> SOURCE EXCERPT:
When combining such uncertainties—those related to the mechanistic behavior of biochar—with those related to biomass availability and the capacity to convert the available biomass into soil and agricultural and technological systems—the IPCC placed the potential carbon removal between 0.03 and 6.6 GtCO2eq year−1 and associated “medium evidence” with this two-orders-of-magnitude range when evaluating biochar’s addition to soil. As a result, when compared to geological Carbon Capture and Sequestration, and BioEnergy with Carbon Capture and Storage (CCS, and BECCS), such uncertainty is limiting the massive and widespread economic adoption in repayment/offsetting schemes and opportunities offered by emission trading schemes.
In Table 1, we report the four macro groups of ecosystem services investigated in biochar research, combining the findings associated with each macro group and their knowledge gaps.

> WHAT THIS TASK INVOLVES: Turn the paragraph of the biochar excerpt beginning "When combining such uncertainties" into a short bulleted list that keeps its main facts.

> DATA:

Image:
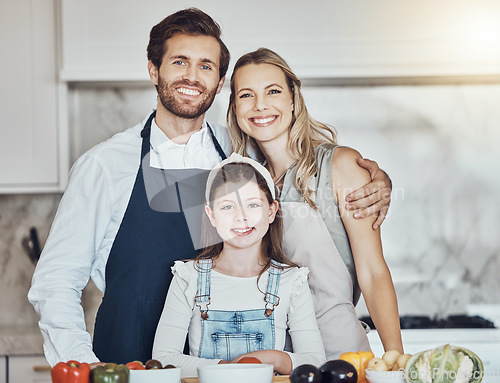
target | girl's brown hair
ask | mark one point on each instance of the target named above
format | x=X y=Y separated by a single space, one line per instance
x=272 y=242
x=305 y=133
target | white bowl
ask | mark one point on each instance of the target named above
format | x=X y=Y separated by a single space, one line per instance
* * *
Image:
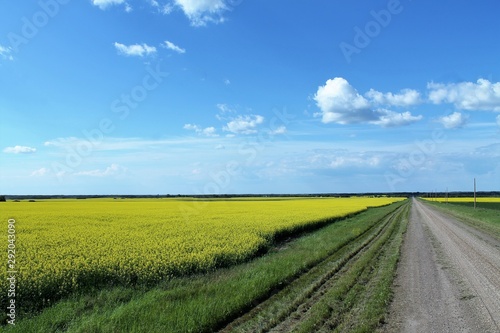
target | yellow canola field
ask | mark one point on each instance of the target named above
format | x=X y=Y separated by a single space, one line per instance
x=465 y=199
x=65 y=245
==
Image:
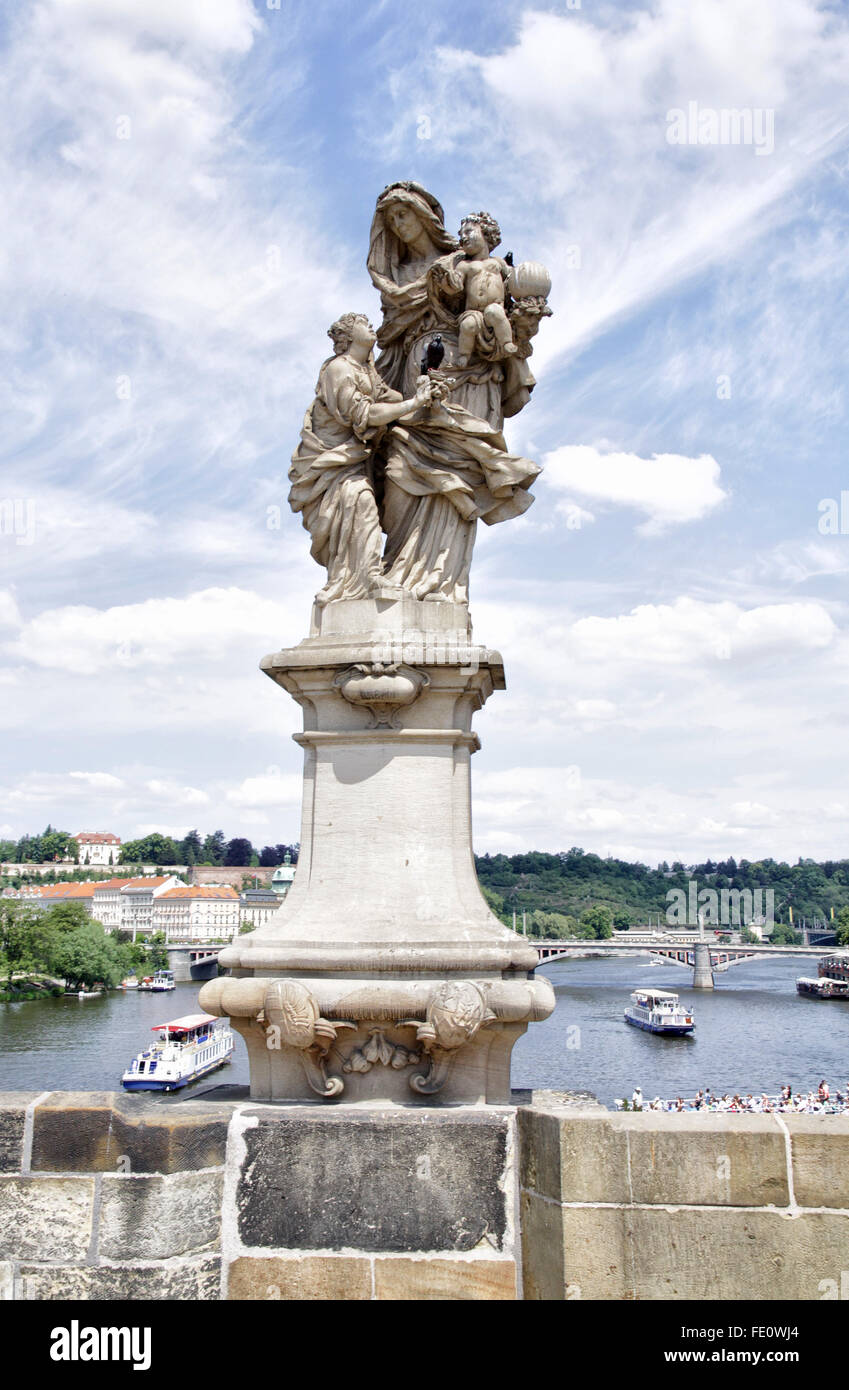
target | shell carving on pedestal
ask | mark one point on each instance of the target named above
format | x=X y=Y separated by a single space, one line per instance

> IN RESPONSE:
- The IPCC combined uncertainties about biochar's mechanistic behavior with those about biomass availability and the capacity to convert that biomass into soil, agricultural and technological systems.
- For biochar added to soil, it placed potential carbon removal between 0.03 and 6.6 GtCO2eq per year, a range of two orders of magnitude, and rated it "medium evidence."
- Compared with geological Carbon Capture and Sequestration (CCS) and BioEnergy with Carbon Capture and Storage (BECCS), this uncertainty limits biochar's widespread economic adoption in repayment/offsetting schemes and in emission trading schemes.